AIM OF THE EXERCISE — Copy every line of the listing below without changing a single character.

■ ■ ■ ■ ■ ■ ■

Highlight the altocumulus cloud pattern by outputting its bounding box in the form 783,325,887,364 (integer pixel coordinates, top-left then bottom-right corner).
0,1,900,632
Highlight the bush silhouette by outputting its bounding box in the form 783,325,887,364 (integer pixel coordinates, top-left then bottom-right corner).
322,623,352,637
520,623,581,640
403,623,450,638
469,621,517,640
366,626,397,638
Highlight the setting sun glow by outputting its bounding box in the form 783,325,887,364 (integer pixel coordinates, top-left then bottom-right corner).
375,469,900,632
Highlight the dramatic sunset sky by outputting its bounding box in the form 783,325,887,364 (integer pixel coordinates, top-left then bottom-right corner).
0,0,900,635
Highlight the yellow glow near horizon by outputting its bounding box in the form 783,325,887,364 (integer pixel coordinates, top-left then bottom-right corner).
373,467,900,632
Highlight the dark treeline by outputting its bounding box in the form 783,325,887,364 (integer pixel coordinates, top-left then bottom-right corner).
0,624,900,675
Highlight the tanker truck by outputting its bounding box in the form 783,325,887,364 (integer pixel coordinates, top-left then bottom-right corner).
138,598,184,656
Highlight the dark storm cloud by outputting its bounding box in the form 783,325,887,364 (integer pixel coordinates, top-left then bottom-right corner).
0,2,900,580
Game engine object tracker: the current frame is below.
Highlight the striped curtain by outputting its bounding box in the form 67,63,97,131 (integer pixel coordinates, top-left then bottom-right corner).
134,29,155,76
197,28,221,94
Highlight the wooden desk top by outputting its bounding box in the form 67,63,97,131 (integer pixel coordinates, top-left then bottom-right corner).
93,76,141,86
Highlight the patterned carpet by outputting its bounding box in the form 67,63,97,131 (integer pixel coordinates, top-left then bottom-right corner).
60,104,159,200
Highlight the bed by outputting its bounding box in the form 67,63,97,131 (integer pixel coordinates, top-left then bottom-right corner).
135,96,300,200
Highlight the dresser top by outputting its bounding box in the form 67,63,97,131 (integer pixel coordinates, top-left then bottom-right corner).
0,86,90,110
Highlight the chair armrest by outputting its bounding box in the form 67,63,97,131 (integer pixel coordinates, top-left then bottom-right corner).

■ ■ ■ ■ ■ ■ ■

WRITTEN SOLUTION —
Highlight the altocumulus cloud pattern by outputting its bounding box in the form 783,325,887,364 (integer pixel coordinates, top-left then bottom-right corner).
0,1,900,632
Highlight the bush silhouette by outputting its bounding box in the form 783,325,887,364 (integer pixel coordinates, top-left then bottom-right corner).
322,623,352,637
520,623,581,640
403,623,450,638
469,621,517,640
366,626,397,638
Highlight the setting sun glow by outputting its bounding box in the form 783,325,887,364 (integer pixel coordinates, top-left then bottom-right corner).
375,469,900,632
Highlight the dramatic sunset sky by outputting its bounding box in the form 783,325,887,364 (integer pixel coordinates, top-left then bottom-right corner).
0,0,900,635
Highlight the yellow glow near horizon by outputting its bounding box in the form 783,325,887,364 (integer pixel coordinates, top-left then bottom-right corner).
373,467,900,632
Highlight the dark treeline by outputting its bounding box in the form 783,325,887,364 (integer pixel coordinates, top-left then bottom-right corner).
0,624,900,675
Highlight the tanker truck by outputting its bounding box in the form 783,325,887,364 (integer pixel coordinates, top-left then bottom-right corner).
138,598,184,656
Highlight the dark storm cloud by outputting its bounding box in the form 783,325,887,364 (integer pixel coordinates, top-left then bottom-right corner).
0,2,900,580
Game engine object tracker: the current frame is below.
Highlight the striped curtain by outputting its bounding box in the form 67,63,97,131 (integer pixel coordinates, top-left then bottom-right corner).
134,29,155,76
197,28,221,94
Highlight the wooden desk top by outputting its bounding box in the form 67,63,97,131 (integer pixel coordinates, top-left then bottom-right corner).
93,76,141,86
Highlight the patterned carpet by outputting its bounding box in the form 67,63,97,131 (integer pixel coordinates, top-left then bottom-right corner).
60,104,159,200
Highlight the bed by outputting its bounding box in the form 67,63,97,131 (integer pixel coordinates, top-left then bottom-right corner).
135,96,300,200
Highlight the dresser top by outputting its bounding box in the form 67,63,97,131 (integer pixel coordinates, top-left then bottom-right corner).
0,86,90,110
Highlight the chair armrest by outputting its bounding box in the form 67,63,97,131 (integer pixel coordinates, top-left then bottom-right corner).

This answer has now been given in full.